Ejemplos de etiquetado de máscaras

::::

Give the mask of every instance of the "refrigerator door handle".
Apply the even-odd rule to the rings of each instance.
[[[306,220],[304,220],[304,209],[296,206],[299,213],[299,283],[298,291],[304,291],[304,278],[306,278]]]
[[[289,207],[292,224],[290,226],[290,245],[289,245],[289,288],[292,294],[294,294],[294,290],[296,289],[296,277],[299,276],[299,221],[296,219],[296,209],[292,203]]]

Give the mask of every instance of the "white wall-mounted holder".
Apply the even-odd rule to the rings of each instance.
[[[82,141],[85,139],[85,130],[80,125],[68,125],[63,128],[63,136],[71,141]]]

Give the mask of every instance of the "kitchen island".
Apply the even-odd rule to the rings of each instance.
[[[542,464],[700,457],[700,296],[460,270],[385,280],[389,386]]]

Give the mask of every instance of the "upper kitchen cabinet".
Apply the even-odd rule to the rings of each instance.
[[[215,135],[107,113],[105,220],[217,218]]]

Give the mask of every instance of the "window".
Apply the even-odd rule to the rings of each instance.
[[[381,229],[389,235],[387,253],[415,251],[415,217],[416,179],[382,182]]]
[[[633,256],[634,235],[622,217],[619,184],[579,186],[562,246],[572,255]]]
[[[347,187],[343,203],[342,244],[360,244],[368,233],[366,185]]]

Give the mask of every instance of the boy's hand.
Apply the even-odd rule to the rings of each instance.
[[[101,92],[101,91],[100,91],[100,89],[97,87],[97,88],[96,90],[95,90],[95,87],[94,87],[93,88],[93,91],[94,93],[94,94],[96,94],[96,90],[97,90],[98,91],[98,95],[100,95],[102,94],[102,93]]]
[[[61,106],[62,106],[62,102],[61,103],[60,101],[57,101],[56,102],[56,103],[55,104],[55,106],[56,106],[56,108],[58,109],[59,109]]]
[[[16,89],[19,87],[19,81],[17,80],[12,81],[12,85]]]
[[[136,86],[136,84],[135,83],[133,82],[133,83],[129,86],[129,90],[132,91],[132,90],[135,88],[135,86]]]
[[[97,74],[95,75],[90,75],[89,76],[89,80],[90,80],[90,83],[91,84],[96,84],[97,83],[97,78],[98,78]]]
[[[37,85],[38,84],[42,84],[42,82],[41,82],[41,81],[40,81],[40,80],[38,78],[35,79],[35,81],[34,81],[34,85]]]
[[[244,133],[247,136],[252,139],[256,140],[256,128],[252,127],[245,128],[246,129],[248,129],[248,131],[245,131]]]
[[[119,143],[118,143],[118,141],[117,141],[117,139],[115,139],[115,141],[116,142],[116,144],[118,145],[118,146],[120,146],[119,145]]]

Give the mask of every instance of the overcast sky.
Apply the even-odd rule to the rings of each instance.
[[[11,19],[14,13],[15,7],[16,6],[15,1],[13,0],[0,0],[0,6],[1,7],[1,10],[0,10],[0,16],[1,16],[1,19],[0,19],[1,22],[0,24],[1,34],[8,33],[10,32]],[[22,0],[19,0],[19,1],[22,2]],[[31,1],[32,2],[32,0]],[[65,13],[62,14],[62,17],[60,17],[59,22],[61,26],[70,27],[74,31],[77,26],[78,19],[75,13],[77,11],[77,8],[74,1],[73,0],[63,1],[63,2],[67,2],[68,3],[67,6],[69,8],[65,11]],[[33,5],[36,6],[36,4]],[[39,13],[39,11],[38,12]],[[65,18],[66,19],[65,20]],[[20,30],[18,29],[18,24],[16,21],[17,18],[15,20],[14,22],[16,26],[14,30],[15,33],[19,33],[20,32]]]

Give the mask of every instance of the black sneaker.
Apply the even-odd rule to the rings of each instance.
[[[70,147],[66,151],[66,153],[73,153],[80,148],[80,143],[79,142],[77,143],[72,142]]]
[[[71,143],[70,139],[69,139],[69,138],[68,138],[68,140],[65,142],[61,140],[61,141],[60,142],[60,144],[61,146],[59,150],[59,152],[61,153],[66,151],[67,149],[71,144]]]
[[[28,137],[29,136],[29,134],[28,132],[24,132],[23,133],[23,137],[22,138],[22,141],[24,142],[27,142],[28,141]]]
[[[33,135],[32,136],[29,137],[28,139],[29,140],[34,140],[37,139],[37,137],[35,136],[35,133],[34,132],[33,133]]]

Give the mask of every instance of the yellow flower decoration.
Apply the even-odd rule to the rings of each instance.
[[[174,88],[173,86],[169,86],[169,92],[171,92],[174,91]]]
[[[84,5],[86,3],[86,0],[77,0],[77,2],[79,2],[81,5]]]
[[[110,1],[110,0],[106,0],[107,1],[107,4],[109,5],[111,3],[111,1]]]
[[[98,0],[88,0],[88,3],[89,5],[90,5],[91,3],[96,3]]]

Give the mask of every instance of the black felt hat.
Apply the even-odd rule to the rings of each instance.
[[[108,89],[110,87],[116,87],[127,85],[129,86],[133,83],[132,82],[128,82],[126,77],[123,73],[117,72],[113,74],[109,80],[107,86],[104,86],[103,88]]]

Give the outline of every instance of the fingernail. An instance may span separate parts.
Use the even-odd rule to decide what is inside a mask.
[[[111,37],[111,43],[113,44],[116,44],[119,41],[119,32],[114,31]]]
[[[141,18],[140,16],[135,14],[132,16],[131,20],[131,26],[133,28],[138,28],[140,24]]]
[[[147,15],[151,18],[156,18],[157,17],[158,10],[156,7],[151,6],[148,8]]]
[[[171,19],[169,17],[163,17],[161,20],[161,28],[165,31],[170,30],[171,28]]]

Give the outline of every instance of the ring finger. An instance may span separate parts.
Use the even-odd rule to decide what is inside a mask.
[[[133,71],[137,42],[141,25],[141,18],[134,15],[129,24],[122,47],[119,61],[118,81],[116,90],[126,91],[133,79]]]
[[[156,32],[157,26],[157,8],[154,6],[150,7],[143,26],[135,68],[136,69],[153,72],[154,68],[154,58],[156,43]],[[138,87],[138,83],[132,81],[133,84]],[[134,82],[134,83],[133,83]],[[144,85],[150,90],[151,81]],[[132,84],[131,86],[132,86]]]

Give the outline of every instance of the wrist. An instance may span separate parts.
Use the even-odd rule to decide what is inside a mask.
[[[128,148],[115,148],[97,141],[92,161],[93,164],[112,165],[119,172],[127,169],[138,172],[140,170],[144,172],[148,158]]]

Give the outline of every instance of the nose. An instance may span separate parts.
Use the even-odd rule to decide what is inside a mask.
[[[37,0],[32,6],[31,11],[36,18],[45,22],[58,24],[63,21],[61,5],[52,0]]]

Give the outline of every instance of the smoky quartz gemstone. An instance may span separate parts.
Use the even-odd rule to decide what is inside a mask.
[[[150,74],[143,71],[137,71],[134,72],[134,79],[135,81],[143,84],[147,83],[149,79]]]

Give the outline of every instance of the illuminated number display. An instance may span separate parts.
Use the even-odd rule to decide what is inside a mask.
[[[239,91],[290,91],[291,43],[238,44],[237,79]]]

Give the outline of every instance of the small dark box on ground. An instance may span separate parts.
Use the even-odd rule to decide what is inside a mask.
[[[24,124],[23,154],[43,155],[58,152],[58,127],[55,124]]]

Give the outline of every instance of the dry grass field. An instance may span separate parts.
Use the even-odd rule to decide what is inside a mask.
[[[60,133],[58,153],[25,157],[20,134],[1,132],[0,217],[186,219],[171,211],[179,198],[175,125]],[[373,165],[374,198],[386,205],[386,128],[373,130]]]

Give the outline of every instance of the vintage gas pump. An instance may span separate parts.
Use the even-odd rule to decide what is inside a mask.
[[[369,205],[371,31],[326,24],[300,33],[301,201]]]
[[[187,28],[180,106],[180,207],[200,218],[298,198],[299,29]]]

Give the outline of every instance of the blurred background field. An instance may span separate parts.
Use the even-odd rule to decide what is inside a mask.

::::

Por favor, edita todas las filas anteriores: sustituye "even-odd rule" por "odd-even rule" y deja lo demás sin cambios.

Give the mask of every instance of the "refrigerator door handle".
Apply the odd-even rule to the rings of each instance.
[[[306,220],[304,220],[304,209],[296,206],[299,213],[299,283],[298,291],[304,291],[304,278],[306,278]]]
[[[289,207],[292,224],[290,226],[290,245],[289,245],[289,288],[292,294],[294,294],[294,290],[296,289],[296,277],[299,276],[299,221],[296,219],[296,209],[292,203]]]

Give the mask of every instance of the "white wall-mounted holder".
Apply the odd-even rule to the rings of each instance.
[[[82,141],[85,139],[85,130],[80,125],[68,125],[63,128],[63,136],[71,141]]]

Give the mask of every instance of the "kitchen island".
Apply the odd-even rule to the rings of each instance.
[[[542,464],[700,457],[700,296],[460,270],[385,280],[389,386]]]

Give the mask of every instance of the "upper kitchen cabinet".
Apply the odd-even rule to the rings of each instance.
[[[215,135],[107,113],[105,220],[217,218]]]

Give the mask of every instance of the "window".
Apply the odd-even rule to the rings of each instance.
[[[381,229],[389,235],[387,253],[415,251],[415,217],[416,179],[382,182]]]
[[[633,256],[634,235],[622,217],[619,184],[579,186],[562,246],[572,255]]]
[[[347,187],[343,203],[342,244],[360,244],[368,233],[366,185]]]

Give the mask of every instance of the boy's hand.
Apply the odd-even rule to the rings of each instance.
[[[101,92],[101,91],[100,91],[100,89],[97,87],[97,88],[96,90],[95,90],[95,87],[94,87],[93,88],[93,91],[94,93],[94,94],[96,94],[96,90],[97,90],[98,91],[98,95],[100,95],[102,94],[102,93]]]
[[[61,106],[62,106],[62,102],[61,103],[60,101],[57,101],[56,102],[56,103],[55,104],[55,106],[56,106],[56,108],[58,109],[59,109]]]
[[[16,89],[19,87],[19,81],[17,80],[12,81],[12,85]]]
[[[136,86],[136,84],[135,83],[133,82],[133,83],[129,86],[129,90],[132,91],[132,90],[135,88],[135,86]]]
[[[97,74],[95,75],[90,75],[89,76],[89,80],[90,80],[90,83],[91,84],[96,84],[97,83],[97,78],[98,78]]]
[[[37,85],[38,84],[42,84],[42,82],[41,82],[41,81],[40,81],[40,80],[38,78],[35,79],[35,81],[34,81],[34,85]]]
[[[244,133],[247,136],[252,139],[256,140],[256,128],[252,127],[245,128],[246,129],[248,129],[248,131],[245,131]]]
[[[119,143],[118,143],[118,141],[117,141],[117,139],[115,139],[115,141],[116,142],[116,144],[118,145],[118,146],[120,146],[119,145]]]

Give the mask of every instance of the overcast sky.
Apply the odd-even rule to the rings of each instance.
[[[11,19],[14,13],[15,7],[16,6],[15,1],[13,0],[0,0],[0,6],[1,7],[1,10],[0,10],[0,16],[1,16],[1,19],[0,19],[1,22],[0,24],[1,34],[8,33],[10,32]],[[22,0],[19,0],[19,1],[22,2]],[[31,1],[32,2],[32,0]],[[65,13],[62,14],[62,17],[60,17],[59,22],[61,26],[70,27],[74,31],[77,26],[78,19],[75,13],[77,11],[77,8],[74,1],[73,0],[63,1],[63,2],[67,2],[68,3],[67,6],[69,8],[65,11]],[[33,5],[36,6],[36,4]],[[39,13],[39,11],[38,12]],[[65,18],[66,19],[65,20]],[[20,30],[18,29],[18,24],[16,21],[17,18],[15,20],[14,22],[16,26],[14,30],[15,33],[19,33],[20,32]]]

Give the mask of every instance of the black sneaker.
Apply the odd-even rule to the rings of each instance.
[[[70,147],[66,151],[66,153],[73,153],[80,148],[80,143],[79,142],[77,143],[72,142]]]
[[[71,143],[70,139],[69,139],[69,138],[68,138],[68,140],[65,142],[61,140],[61,141],[60,142],[60,144],[61,146],[59,150],[59,152],[61,153],[66,151],[67,149],[71,144]]]
[[[28,137],[29,136],[29,134],[28,132],[24,132],[23,133],[23,137],[22,138],[22,141],[24,142],[27,142],[28,141]]]
[[[33,135],[32,136],[29,137],[28,139],[29,140],[34,140],[37,139],[37,137],[35,136],[35,133],[34,132],[33,133]]]

Give the mask of every instance of the yellow flower decoration.
Apply the odd-even rule to the rings of each instance.
[[[174,88],[173,86],[169,86],[169,92],[171,92],[174,91]]]
[[[84,5],[86,3],[86,0],[77,0],[77,2],[79,2],[81,5]]]
[[[110,1],[110,0],[106,0],[107,1],[107,4],[109,5],[111,3],[111,1]]]
[[[98,0],[88,0],[88,3],[89,5],[90,5],[91,3],[96,3]]]

Give the mask of every instance of the black felt hat.
Apply the odd-even rule to the rings of each instance.
[[[108,89],[110,87],[116,87],[127,85],[129,86],[133,83],[132,82],[128,82],[126,77],[123,73],[117,72],[113,74],[109,80],[107,86],[104,86],[103,88]]]

Give the outline of every instance of the fingernail. An instance may span separate parts.
Use the odd-even rule to decide what is inside a mask.
[[[111,37],[111,43],[113,44],[116,44],[119,41],[119,32],[114,31]]]
[[[141,18],[140,16],[135,14],[132,16],[131,20],[131,26],[133,28],[138,28],[140,24]]]
[[[147,15],[151,18],[156,18],[157,17],[158,10],[156,7],[151,6],[148,8]]]
[[[171,19],[169,17],[163,17],[161,20],[161,28],[165,31],[170,30],[171,28]]]

Give the outline of every instance of the ring finger. An instance may span separate parts.
Use the odd-even rule to decide what is inside a mask.
[[[133,71],[137,42],[141,25],[141,18],[134,15],[129,24],[122,47],[119,61],[118,81],[116,90],[126,91],[133,79]]]
[[[156,32],[157,26],[157,8],[154,6],[150,7],[143,26],[135,68],[136,69],[153,72],[154,68],[154,58],[156,43]],[[138,87],[138,83],[132,81],[133,84]],[[134,82],[134,83],[133,83]],[[144,85],[150,90],[151,81]],[[132,84],[131,86],[132,86]]]

Give the outline of every instance of the wrist. An instance may span separate parts.
Use the odd-even rule to decide what is inside a mask.
[[[128,148],[115,148],[97,141],[92,161],[93,164],[112,165],[119,172],[127,169],[138,172],[140,170],[144,172],[148,158]]]

Give the outline of every instance of the nose. An instance may span separate parts.
Use the odd-even rule to decide what is inside a mask.
[[[37,0],[32,6],[31,11],[36,18],[45,22],[58,24],[63,21],[61,5],[52,0]]]

Give the outline of every instance of the smoky quartz gemstone. An instance may span separate parts.
Use the odd-even rule to decide what is inside a mask.
[[[150,74],[143,71],[137,71],[134,72],[134,79],[135,81],[143,84],[147,83],[149,79]]]

Give the outline of every instance of the illuminated number display. An instance may span separate parts.
Use the odd-even rule to decide what is inside a mask.
[[[239,91],[290,91],[291,43],[238,44],[237,79]]]

Give the outline of every instance of the small dark box on ground. An instance may span separate parts.
Use the odd-even rule to decide what is inside a mask.
[[[24,124],[23,154],[43,155],[58,152],[58,127],[55,124]]]

Give the outline of every instance of the dry grass field. An instance may span separate parts.
Use the odd-even rule to decide what is inside a mask.
[[[60,133],[58,153],[25,157],[20,134],[1,132],[0,217],[186,219],[171,211],[179,198],[175,125]],[[373,165],[374,198],[386,205],[386,128],[373,130]]]

Give the outline of every instance of the vintage gas pump. An instance may span separate parts.
Use the odd-even rule to decide what is inside a mask.
[[[369,205],[371,31],[326,24],[300,33],[301,201]]]
[[[187,28],[180,106],[180,207],[200,218],[298,198],[299,29]]]

Give the outline of every instance of the blurred background field. An instance may span separate parts.
Use the odd-even rule to decide what is inside a mask.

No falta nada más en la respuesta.